**OBJECTIVE:** Could you pull out the lines below, starting at the one that contains "Practice. Point out each instance of the tree branch" and stopping after the one that contains "pixel 172 135", and copy them word for word?

※

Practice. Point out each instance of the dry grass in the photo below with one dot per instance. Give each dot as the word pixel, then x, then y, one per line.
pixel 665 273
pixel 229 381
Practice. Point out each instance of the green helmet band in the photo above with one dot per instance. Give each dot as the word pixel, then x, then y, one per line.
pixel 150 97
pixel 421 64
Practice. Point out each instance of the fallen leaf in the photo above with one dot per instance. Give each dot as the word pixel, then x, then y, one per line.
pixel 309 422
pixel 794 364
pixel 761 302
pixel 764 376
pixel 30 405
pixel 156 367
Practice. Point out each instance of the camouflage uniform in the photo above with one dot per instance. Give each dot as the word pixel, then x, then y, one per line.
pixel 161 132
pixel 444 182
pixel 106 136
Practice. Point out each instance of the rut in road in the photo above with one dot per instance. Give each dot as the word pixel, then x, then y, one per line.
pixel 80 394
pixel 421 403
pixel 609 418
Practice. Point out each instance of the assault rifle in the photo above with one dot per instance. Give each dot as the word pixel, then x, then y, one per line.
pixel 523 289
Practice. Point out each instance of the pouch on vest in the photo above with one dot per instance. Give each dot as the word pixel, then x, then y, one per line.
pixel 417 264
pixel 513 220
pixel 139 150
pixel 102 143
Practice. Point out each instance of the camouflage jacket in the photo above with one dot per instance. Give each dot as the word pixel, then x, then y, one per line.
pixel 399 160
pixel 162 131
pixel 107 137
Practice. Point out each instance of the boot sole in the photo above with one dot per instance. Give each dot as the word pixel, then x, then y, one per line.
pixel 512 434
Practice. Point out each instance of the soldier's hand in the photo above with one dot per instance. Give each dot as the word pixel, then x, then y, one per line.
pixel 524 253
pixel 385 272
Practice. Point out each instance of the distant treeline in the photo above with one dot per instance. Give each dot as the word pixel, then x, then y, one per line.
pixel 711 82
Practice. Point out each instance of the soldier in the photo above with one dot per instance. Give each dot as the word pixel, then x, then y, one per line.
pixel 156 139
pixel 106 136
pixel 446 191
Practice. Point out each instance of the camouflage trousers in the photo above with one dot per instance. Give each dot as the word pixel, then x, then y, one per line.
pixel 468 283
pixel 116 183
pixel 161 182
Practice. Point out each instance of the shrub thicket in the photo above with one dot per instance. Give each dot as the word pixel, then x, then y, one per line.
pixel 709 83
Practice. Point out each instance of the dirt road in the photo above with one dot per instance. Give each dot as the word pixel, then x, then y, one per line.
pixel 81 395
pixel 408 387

※

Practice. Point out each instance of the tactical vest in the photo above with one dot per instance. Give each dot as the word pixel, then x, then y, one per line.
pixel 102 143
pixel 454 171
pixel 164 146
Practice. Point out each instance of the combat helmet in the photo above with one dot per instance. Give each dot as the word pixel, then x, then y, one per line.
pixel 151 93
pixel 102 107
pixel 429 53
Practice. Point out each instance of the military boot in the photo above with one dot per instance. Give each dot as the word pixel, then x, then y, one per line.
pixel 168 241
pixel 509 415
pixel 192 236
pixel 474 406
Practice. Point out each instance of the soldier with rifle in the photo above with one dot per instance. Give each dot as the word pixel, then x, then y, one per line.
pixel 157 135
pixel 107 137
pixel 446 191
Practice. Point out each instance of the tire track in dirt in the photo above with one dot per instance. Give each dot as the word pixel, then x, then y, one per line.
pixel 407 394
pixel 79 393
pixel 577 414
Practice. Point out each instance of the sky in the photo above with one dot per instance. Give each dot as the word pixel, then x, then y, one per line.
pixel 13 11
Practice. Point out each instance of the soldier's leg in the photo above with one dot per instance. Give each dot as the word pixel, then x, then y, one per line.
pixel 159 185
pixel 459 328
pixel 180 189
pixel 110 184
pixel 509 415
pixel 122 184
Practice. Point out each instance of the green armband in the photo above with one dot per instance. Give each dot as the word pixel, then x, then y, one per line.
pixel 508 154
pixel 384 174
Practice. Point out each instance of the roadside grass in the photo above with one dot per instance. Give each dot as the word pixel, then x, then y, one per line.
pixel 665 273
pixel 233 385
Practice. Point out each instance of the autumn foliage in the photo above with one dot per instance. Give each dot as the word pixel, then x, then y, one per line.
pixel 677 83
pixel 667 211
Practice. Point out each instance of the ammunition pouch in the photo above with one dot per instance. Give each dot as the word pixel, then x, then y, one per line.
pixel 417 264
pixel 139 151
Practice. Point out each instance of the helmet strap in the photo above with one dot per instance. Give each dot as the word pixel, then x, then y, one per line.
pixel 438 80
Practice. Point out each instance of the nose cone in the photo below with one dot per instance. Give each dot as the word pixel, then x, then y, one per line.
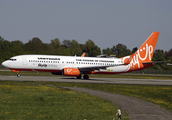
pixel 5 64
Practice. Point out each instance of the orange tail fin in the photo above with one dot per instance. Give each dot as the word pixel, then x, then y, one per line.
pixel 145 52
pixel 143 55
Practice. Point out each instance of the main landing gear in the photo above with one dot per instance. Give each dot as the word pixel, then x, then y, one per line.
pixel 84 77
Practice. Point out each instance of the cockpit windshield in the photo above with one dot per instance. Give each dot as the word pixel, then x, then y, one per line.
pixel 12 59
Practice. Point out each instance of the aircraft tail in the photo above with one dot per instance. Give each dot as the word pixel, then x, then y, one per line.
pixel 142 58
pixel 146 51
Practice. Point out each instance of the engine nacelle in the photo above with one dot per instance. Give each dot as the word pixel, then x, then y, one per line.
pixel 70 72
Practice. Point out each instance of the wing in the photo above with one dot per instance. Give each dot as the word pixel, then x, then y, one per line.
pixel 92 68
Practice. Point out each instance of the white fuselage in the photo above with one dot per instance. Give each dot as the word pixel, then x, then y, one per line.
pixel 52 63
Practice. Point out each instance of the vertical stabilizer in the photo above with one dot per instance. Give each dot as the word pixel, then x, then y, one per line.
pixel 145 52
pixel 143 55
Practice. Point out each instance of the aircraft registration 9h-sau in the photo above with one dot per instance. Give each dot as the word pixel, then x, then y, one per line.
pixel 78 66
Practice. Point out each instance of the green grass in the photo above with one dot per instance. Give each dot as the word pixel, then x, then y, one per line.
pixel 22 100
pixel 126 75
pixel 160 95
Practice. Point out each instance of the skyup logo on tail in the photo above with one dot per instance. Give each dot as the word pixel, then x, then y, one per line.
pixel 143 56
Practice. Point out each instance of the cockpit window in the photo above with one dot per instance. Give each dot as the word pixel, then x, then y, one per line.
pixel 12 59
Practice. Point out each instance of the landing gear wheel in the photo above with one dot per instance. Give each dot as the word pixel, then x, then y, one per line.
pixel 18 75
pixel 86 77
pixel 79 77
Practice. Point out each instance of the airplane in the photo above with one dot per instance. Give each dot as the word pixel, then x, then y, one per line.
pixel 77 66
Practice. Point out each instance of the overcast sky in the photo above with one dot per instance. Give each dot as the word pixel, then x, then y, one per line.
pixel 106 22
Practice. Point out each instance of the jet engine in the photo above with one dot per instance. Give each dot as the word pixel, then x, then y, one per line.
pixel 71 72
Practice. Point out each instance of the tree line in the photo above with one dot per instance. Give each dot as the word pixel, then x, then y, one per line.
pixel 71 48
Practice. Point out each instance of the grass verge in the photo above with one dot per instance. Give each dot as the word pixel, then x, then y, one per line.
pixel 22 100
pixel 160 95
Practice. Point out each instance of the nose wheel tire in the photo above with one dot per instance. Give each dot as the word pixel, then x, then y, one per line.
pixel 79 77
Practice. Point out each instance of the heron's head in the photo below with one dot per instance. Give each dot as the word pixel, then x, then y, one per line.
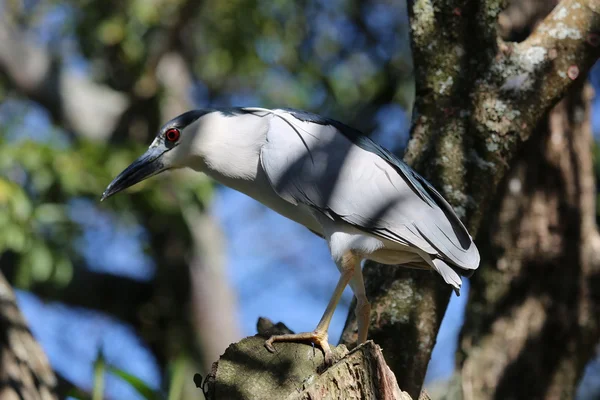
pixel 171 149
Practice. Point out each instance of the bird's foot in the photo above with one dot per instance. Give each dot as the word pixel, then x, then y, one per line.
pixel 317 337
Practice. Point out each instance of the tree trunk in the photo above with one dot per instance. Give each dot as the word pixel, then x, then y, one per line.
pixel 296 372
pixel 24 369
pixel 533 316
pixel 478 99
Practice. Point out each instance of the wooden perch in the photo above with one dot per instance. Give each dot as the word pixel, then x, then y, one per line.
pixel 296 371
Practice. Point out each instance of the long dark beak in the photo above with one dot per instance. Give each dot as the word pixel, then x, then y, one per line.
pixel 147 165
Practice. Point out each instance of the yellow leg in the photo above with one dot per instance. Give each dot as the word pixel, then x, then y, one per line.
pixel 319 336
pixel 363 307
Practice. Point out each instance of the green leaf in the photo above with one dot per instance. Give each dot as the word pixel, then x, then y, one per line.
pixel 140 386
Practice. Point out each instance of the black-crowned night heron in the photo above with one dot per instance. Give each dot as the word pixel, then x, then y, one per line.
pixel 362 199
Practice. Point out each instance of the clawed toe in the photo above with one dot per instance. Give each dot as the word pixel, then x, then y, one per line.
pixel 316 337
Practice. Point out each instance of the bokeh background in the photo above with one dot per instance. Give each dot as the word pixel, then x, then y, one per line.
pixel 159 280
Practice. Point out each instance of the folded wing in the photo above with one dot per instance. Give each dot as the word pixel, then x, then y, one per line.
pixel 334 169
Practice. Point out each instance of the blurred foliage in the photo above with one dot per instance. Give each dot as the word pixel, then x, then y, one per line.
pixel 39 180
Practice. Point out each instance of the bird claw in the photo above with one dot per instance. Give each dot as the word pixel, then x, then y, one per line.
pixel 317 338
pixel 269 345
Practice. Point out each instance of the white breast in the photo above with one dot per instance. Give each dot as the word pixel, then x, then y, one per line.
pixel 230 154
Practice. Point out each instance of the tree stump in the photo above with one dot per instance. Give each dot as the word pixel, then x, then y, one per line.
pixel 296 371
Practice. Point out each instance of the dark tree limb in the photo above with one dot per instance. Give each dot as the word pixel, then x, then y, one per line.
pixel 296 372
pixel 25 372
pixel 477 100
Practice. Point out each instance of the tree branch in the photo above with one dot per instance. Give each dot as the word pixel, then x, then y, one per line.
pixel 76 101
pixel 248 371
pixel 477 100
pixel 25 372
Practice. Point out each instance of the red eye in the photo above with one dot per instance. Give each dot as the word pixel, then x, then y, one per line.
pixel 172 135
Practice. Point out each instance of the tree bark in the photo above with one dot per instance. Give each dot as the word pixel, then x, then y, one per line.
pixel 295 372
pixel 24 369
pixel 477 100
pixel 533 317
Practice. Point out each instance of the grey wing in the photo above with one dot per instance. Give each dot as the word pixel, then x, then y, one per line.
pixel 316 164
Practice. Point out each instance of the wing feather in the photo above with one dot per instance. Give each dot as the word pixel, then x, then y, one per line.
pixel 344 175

※

**EXERCISE OUTPUT:**
Practice. Point out each instance of the tree branch in the photo above with one dot per instance. Give each dot as the word pixel, then x, then y, one per line.
pixel 76 101
pixel 248 371
pixel 477 100
pixel 25 372
Practice. Point out each instance of the red eye in the photo above with one dot per instance. Give each dot as the word pixel, then x, then y, one per line.
pixel 172 135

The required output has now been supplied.